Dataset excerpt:
↓↓↓

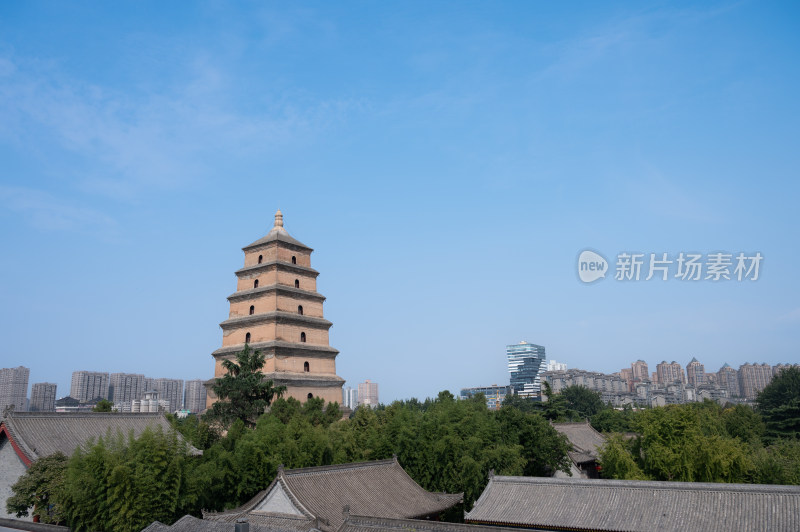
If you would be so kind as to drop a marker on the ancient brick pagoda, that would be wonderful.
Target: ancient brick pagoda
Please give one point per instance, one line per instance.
(277, 310)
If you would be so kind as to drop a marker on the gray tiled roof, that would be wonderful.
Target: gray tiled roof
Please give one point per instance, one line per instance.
(43, 433)
(586, 441)
(188, 523)
(358, 523)
(380, 488)
(632, 505)
(277, 236)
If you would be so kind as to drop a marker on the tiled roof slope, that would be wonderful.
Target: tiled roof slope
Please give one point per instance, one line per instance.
(358, 523)
(40, 434)
(187, 523)
(277, 236)
(380, 488)
(586, 441)
(635, 505)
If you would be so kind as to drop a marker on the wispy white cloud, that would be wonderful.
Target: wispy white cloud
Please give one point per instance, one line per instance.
(128, 144)
(49, 213)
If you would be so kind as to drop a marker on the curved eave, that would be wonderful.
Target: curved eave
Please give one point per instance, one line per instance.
(312, 350)
(304, 379)
(282, 265)
(275, 317)
(247, 294)
(19, 447)
(274, 238)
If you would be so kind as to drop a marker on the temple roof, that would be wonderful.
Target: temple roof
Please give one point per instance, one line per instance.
(358, 523)
(321, 494)
(636, 505)
(277, 234)
(585, 441)
(188, 523)
(37, 434)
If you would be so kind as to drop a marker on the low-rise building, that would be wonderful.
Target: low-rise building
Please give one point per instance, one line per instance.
(494, 394)
(316, 496)
(28, 436)
(543, 503)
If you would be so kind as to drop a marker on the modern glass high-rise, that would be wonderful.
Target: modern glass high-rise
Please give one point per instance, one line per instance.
(525, 364)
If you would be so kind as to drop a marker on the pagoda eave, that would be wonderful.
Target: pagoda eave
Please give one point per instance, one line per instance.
(248, 294)
(277, 316)
(323, 351)
(304, 379)
(281, 265)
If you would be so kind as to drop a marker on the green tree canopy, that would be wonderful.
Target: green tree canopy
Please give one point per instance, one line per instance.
(582, 400)
(243, 391)
(40, 488)
(779, 404)
(125, 484)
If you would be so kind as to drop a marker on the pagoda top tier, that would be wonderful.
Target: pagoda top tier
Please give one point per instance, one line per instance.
(277, 234)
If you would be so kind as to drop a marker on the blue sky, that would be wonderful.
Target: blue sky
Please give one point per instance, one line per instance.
(447, 161)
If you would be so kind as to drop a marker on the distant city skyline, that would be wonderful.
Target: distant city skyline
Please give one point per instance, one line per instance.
(448, 163)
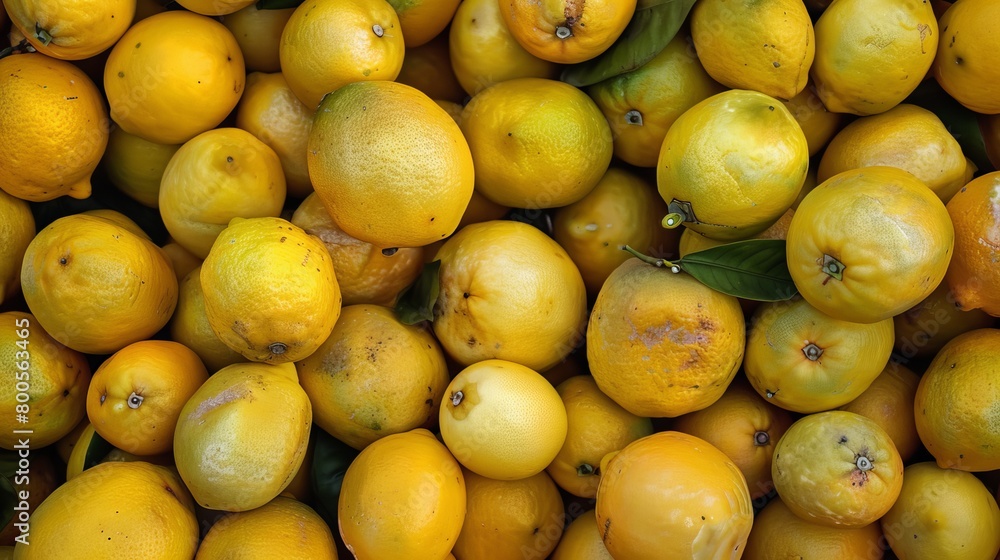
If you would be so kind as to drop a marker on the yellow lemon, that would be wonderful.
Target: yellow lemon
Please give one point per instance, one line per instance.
(374, 376)
(73, 29)
(765, 47)
(173, 76)
(510, 292)
(523, 129)
(730, 166)
(242, 435)
(53, 128)
(871, 54)
(328, 44)
(219, 175)
(642, 104)
(115, 510)
(502, 420)
(136, 395)
(389, 142)
(658, 356)
(415, 473)
(95, 286)
(868, 244)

↑↑↑

--- TASK DIRECTIONS ---
Only the lines from the line with "building, that would be wonderful." to the end of the records should be repeated, exactly and without pictures.

--- OUTPUT FOR THIS TASK ---
If you would be so kind as to drop a marker on the low-rise building, that would be wonderful.
Target: low-rise building
Please give one point per instance, one line per instance.
(494, 394)
(316, 496)
(28, 436)
(543, 503)
If you would be so kind as to drop a marker on the modern glass high-rise, that would be wonderful.
Target: modern glass high-rise
Please give one point per instance, one line per instance.
(525, 364)
If you would be so kind as to drop a marker on the pagoda eave, that would be wonderful.
Target: pagoda eave
Please give one point per instance, one line per instance.
(248, 294)
(277, 316)
(323, 351)
(304, 379)
(281, 265)
If you would be so kind as to drop a marker on the green tree canopy, that would be wonderful.
Target: green tree canopy
Please give one point per instance, one line per instance.
(582, 400)
(243, 391)
(40, 488)
(779, 404)
(125, 484)
If you would be so kind as to drop a marker on the pagoda top tier, that would be wonderful.
Target: pagoda top tier
Please give one point per instance, one line per instance.
(277, 234)
If you would be so kind as to drop a marker on the blue sky, that would be wonderful.
Target: blue sky
Please give one point per instance, one line per instance.
(447, 161)
If you would be so kind as to drop a marker on the distant city skyline, that would be wonderful.
Target: distant city skyline
Please give one point per instance, one line per instance.
(448, 163)
If you would be so kind as to drop a marker on the yellow lemon, that would be wonderful.
Target: yellow lemon
Please give one point per instance, one line per instance.
(374, 376)
(73, 29)
(765, 47)
(173, 76)
(510, 292)
(523, 129)
(730, 166)
(242, 435)
(53, 128)
(871, 54)
(328, 44)
(219, 175)
(642, 104)
(115, 510)
(502, 420)
(136, 395)
(389, 142)
(658, 356)
(415, 473)
(95, 286)
(868, 244)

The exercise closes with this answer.